STATED EXERCISE ::
Copy out every entry below word for word, leaving the pictures out.

SUPPLIED INFORMATION ::
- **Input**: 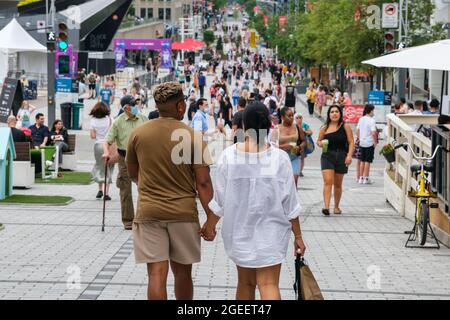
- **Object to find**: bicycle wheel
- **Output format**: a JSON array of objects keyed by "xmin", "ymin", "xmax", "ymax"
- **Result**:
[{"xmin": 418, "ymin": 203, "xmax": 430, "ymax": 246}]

THE ANSWER ::
- **Input**: 
- **Object to find**: bicycle wheel
- **Output format**: a JSON array of objects keyed by "xmin", "ymin", "xmax", "ymax"
- **Result**:
[{"xmin": 418, "ymin": 203, "xmax": 430, "ymax": 246}]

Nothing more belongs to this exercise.